--- Given request ---
Copy the following lines word for word, keeping every character and line break unchanged.

[start Material]

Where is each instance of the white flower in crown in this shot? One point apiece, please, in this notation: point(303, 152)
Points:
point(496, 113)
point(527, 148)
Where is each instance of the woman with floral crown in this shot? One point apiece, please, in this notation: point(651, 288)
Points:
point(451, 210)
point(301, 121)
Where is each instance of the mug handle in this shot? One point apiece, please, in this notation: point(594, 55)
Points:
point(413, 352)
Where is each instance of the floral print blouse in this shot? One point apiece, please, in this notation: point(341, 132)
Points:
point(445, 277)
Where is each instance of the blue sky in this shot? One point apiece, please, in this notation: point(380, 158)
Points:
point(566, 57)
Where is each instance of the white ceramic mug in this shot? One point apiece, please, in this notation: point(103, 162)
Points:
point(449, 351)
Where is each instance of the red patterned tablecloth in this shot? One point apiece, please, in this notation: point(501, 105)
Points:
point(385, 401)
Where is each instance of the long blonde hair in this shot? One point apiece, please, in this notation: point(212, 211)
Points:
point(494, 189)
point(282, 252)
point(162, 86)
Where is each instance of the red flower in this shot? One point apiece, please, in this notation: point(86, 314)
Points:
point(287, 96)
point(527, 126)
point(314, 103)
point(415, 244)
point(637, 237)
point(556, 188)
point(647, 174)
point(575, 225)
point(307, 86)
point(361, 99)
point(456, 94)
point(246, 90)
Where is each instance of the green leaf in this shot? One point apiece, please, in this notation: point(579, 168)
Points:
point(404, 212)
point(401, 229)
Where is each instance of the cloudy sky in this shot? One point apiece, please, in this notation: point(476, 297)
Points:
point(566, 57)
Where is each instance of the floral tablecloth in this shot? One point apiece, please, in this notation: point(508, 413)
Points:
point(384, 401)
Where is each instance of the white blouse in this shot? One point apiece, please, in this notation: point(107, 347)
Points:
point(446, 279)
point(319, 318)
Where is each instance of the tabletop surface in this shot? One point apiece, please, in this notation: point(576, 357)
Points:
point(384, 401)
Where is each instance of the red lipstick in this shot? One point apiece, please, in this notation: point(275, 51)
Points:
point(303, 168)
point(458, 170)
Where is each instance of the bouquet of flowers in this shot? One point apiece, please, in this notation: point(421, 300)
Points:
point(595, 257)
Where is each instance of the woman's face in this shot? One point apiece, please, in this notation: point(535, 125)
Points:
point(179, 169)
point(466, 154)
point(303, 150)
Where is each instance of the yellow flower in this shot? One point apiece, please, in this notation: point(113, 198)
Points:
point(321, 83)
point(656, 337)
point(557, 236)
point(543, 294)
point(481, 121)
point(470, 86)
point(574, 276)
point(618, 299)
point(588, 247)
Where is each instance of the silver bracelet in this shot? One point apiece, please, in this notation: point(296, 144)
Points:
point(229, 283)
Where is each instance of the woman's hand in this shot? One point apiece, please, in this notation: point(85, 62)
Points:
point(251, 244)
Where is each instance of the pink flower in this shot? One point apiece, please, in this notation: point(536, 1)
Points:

[end Material]

--- Completed task ---
Where is each instance of the white flower in crown in this shot? One point apiece, please, in this notation: point(303, 152)
Points:
point(496, 113)
point(527, 148)
Where is each instance of the woman with floral crown in this shot? One point apiece, please, in this notation: point(651, 288)
Points:
point(451, 210)
point(301, 121)
Where is each instance of the mug handle in this shot? One point apiece, please, in this notation: point(594, 55)
Points:
point(413, 352)
Where is each instance of the floral print blouse in this shot? One point apiece, please, in this notation: point(341, 132)
Points:
point(445, 277)
Where is each instance of the blue sky in this shot? One point apiece, please, in this notation: point(380, 158)
Points:
point(566, 57)
Where is each instance of the white ceramic mug in this shot? One point apiece, please, in this notation: point(103, 162)
Points:
point(449, 351)
Where is each instance of the red patterned tablecloth in this shot? One point apiece, please, in this notation: point(501, 105)
Points:
point(385, 401)
Where is each instance of the long blonde hair in this shot? One point apiece, please, in this notation: point(212, 211)
Points:
point(494, 189)
point(282, 252)
point(162, 86)
Where is each instance of the red flower in this shot? One point apiece, please, in this notation: point(86, 314)
Points:
point(287, 96)
point(527, 126)
point(314, 103)
point(415, 244)
point(637, 237)
point(556, 188)
point(647, 174)
point(575, 225)
point(307, 86)
point(361, 99)
point(456, 94)
point(246, 90)
Where is each instance of the green leaf in this shot? One point apiece, please, in this notation: point(579, 168)
Points:
point(404, 212)
point(401, 229)
Where is each instance of the cloudy sky in this shot? One point apiece, please, in this notation: point(476, 297)
Points:
point(566, 57)
Where is each instance of the floral tablecloth in this shot? One point apiece, please, in this notation: point(508, 413)
Points:
point(384, 401)
Where is each instance of the white blouse in this shot? One point apiece, please, in this notation: point(107, 347)
Points:
point(446, 279)
point(319, 318)
Where is each instance of the tabletop surface in this shot? One point apiece, please, in this notation: point(576, 357)
Points:
point(384, 401)
Where is each instance of the red lipstick in this shot? One point apiece, please, in this notation: point(275, 51)
Points:
point(303, 168)
point(458, 170)
Where is each instance of the bouquet of flowers in this shot? One point apiece, please, in this notation: point(421, 300)
Points:
point(595, 257)
Where is each instance of the woman's face in this shot? One point apiece, please, in this notation: point(535, 125)
Points:
point(179, 169)
point(466, 154)
point(303, 150)
Where is each instance of the yellow flower in this shot? One point apiece, please, in this notation: point(113, 198)
Points:
point(321, 83)
point(656, 337)
point(557, 236)
point(543, 294)
point(481, 121)
point(470, 86)
point(574, 276)
point(618, 299)
point(588, 247)
Where is each instance of the silver bracelet in this shot? One point apiece, please, in this notation: point(296, 144)
Points:
point(229, 283)
Where is each instance of the woman's hand in this shot? One point apiece, please, in this notation: point(85, 62)
Points:
point(251, 244)
Where is each instance of the pink flower in this shot? One point apiece, please, in this notation: point(536, 1)
Points:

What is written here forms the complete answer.